▶ Given entries
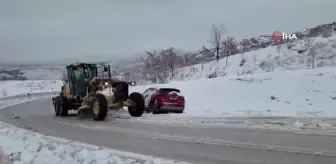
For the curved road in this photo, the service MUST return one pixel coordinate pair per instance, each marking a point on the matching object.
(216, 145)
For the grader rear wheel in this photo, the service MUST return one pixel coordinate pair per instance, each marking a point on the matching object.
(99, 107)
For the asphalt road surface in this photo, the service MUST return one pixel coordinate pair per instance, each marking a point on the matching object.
--
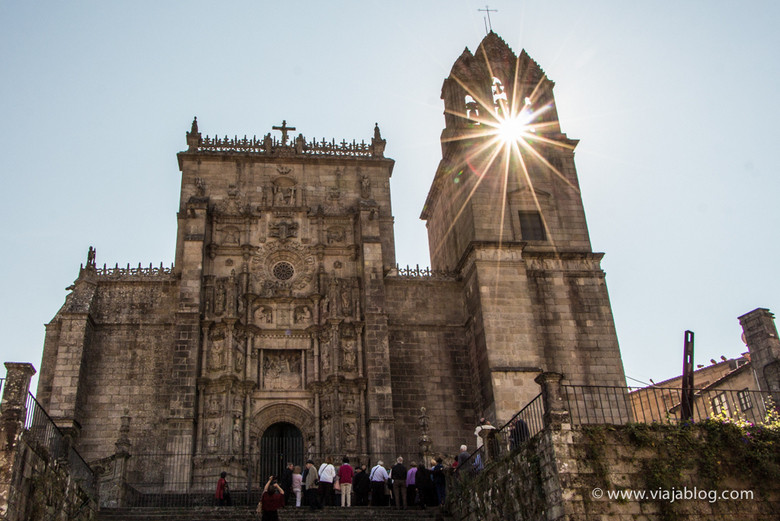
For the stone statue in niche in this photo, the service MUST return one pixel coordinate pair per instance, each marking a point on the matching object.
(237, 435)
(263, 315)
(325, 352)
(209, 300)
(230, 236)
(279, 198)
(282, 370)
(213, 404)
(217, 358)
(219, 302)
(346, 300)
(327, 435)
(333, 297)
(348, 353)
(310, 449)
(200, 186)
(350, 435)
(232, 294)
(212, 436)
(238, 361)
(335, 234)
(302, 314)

▶ Written request
Collect every line in the records above that contains the word "this", and copy each of those lines in full.

▶ Solution to the problem
For the curved road in this photo, the service MUST return one pixel coordinate pair per instance, each marking a point on the matching object.
For the grader rear wheel in this photo, the service MUST return one pixel coordinate pair per instance, each marking a point on the matching object.
For the asphalt road surface in this photo, the service MUST return one pixel coordinate pair per instance, each marking a point on the matching object.
For the stone statue in niche in this photo, the service MUST return one pixel coordinate pair per instance, each marking a point on the matching object.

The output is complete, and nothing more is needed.